▸ TASK TO CARRY OUT:
After finding the line containing "the red painted" below, please output that line and each following one through the line containing "of the brass", exactly as written.

▸ DATA PROVIDED:
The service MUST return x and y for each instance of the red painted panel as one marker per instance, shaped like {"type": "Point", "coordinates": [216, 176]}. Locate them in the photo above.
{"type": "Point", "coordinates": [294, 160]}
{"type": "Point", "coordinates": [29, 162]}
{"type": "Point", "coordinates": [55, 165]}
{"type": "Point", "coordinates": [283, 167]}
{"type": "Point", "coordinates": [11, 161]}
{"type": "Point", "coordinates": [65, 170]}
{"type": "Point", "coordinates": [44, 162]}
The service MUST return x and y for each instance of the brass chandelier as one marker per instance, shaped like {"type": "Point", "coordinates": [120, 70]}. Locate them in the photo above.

* * *

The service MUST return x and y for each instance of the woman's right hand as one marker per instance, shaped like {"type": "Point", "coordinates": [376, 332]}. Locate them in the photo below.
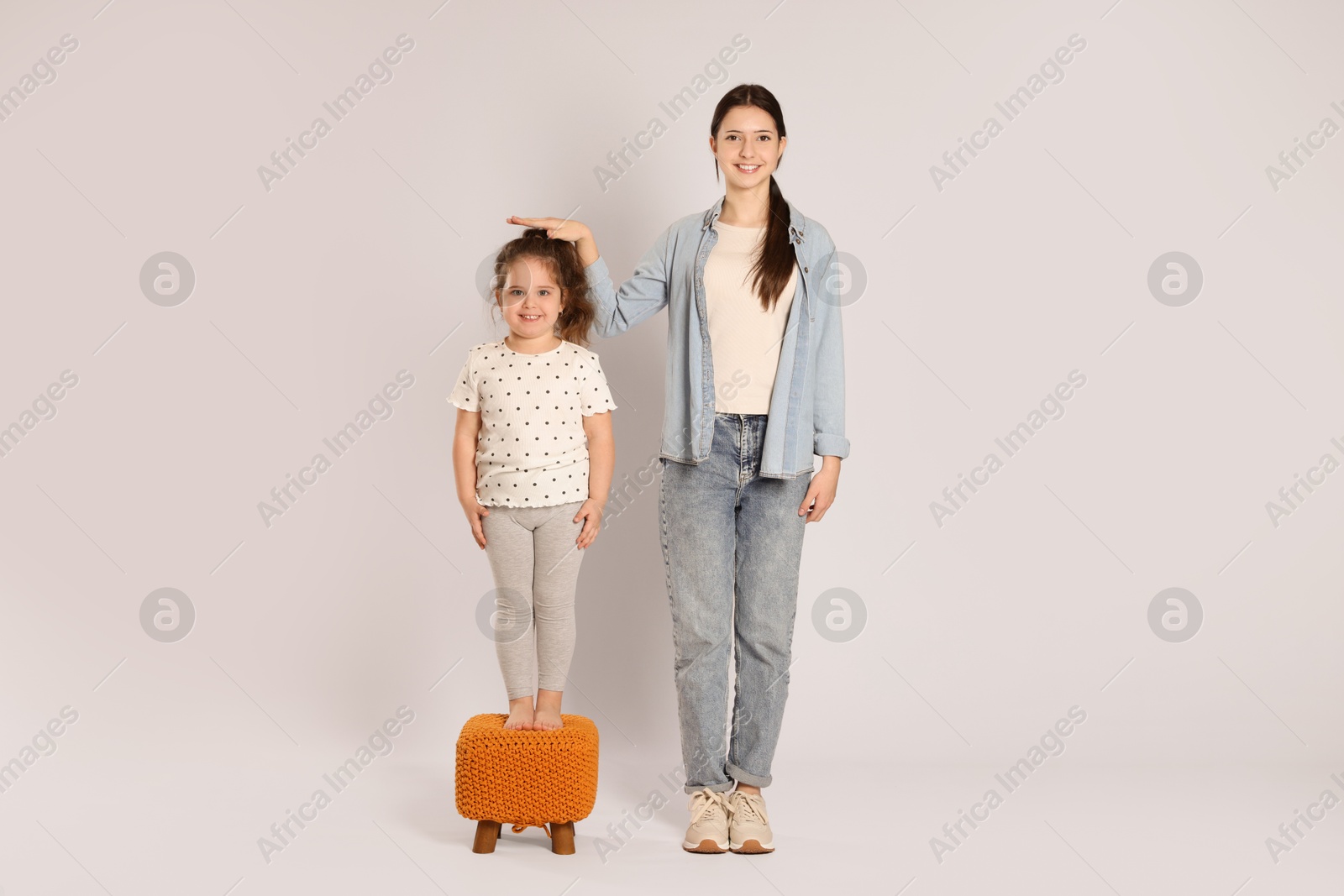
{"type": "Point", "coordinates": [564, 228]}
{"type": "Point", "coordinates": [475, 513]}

▸ SOLUTION TO THIS EXERCISE:
The service MUST return x and y for each instance of the red painted panel as one marker per instance, shaped like {"type": "Point", "coordinates": [216, 176]}. Locate them in the photo above.
{"type": "Point", "coordinates": [294, 160]}
{"type": "Point", "coordinates": [29, 162]}
{"type": "Point", "coordinates": [55, 165]}
{"type": "Point", "coordinates": [283, 167]}
{"type": "Point", "coordinates": [11, 161]}
{"type": "Point", "coordinates": [65, 170]}
{"type": "Point", "coordinates": [44, 162]}
The service MUST return x and y for each instance of the brass chandelier as one marker per instance, shaped like {"type": "Point", "coordinates": [120, 70]}. Locate them in the photo above.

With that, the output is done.